*SET EXERCISE*. Could you print every record below exactly as it appears?

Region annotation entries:
* * * * * * *

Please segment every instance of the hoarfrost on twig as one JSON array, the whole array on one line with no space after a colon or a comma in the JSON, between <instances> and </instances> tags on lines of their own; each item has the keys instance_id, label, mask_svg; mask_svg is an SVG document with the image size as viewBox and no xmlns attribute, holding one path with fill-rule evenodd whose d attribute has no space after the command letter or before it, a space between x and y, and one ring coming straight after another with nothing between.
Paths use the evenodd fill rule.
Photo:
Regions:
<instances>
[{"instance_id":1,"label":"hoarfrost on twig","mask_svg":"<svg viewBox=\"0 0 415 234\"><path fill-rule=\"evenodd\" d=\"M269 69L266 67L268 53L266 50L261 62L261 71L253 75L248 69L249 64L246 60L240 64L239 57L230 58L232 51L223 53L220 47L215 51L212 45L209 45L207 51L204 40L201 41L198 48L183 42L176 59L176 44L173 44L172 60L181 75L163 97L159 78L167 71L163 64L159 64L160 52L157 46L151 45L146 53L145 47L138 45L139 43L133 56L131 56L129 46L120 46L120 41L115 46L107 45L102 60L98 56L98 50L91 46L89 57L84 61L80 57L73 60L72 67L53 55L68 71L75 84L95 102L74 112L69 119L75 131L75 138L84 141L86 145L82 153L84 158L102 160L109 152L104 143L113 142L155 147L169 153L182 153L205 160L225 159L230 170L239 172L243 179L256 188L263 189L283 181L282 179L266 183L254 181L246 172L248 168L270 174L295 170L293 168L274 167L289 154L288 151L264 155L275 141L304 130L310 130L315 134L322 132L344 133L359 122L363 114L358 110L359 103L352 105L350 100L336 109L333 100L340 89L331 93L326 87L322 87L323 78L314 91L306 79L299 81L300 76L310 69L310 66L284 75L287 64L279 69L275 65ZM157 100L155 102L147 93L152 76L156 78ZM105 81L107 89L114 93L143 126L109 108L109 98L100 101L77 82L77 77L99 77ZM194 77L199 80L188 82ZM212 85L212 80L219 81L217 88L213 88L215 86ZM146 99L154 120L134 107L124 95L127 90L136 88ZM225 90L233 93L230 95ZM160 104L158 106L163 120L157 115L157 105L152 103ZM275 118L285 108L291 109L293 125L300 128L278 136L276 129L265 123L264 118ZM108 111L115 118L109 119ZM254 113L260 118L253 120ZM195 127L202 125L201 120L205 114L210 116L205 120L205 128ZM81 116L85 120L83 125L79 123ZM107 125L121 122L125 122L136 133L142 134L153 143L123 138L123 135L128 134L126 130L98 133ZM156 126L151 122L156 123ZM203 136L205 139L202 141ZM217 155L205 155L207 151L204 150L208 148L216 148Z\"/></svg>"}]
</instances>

* * * * * * *

*ANSWER TO THIS EXERCISE*.
Please segment every instance of the hoarfrost on twig as one JSON array, the whole array on one line with no space after a colon or a comma in the JSON, between <instances> and </instances> tags on lines of their own; each item has the keys instance_id, label, mask_svg; mask_svg is an SVG document with the image size as viewBox and no xmlns attribute, holding one path with fill-rule evenodd whose d attribute has no space after the command letter or before it, a space between x and y, and one ring coming straight after another with nothing between.
Paths use the evenodd fill rule.
Photo:
Regions:
<instances>
[{"instance_id":1,"label":"hoarfrost on twig","mask_svg":"<svg viewBox=\"0 0 415 234\"><path fill-rule=\"evenodd\" d=\"M269 69L266 67L268 53L266 50L261 62L261 71L253 75L248 69L249 64L246 60L240 64L239 57L230 58L232 51L223 53L220 47L215 51L212 45L209 45L207 51L204 40L201 41L198 48L183 42L176 59L176 44L173 44L172 60L181 75L163 97L159 78L167 71L163 64L159 64L160 52L157 46L151 45L146 53L145 47L138 45L139 43L133 56L131 56L129 46L120 46L120 41L115 46L107 45L102 60L98 56L98 50L91 46L89 57L84 61L80 57L73 60L72 67L53 55L68 71L75 84L95 102L74 112L69 119L75 131L75 138L84 141L86 145L82 153L84 158L102 160L109 152L104 143L113 142L155 147L169 153L182 153L205 160L225 159L230 170L239 172L243 179L256 188L263 189L283 181L282 179L266 183L254 181L246 172L248 168L270 174L295 170L293 168L274 167L289 154L288 151L264 155L275 141L304 130L310 130L315 134L322 132L344 133L359 122L363 114L358 110L359 103L352 105L350 100L336 109L333 100L340 89L331 93L326 87L322 87L323 78L314 91L306 79L299 81L300 76L310 69L310 66L284 75L287 64L279 69L275 65ZM157 100L155 102L147 93L152 76L156 78ZM105 81L107 89L114 93L143 126L109 108L109 98L100 101L77 82L77 77L99 77ZM194 77L199 80L188 82ZM212 85L212 80L219 81L217 88L213 88L215 86ZM146 99L154 120L134 107L124 95L127 90L136 88ZM225 90L233 93L230 95ZM160 104L158 106L163 120L157 115L157 105L152 103ZM275 118L285 108L291 109L293 125L300 128L278 136L276 129L265 123L264 118ZM108 111L115 118L109 119ZM254 113L260 118L253 120ZM195 127L202 125L201 120L205 114L210 116L205 120L205 128ZM81 116L85 120L83 125L79 123ZM107 125L121 122L125 122L136 133L142 134L153 143L123 138L123 135L128 134L126 130L98 133ZM156 126L151 122L156 123ZM203 136L205 139L202 141ZM217 155L205 155L207 151L204 150L208 148L216 148Z\"/></svg>"}]
</instances>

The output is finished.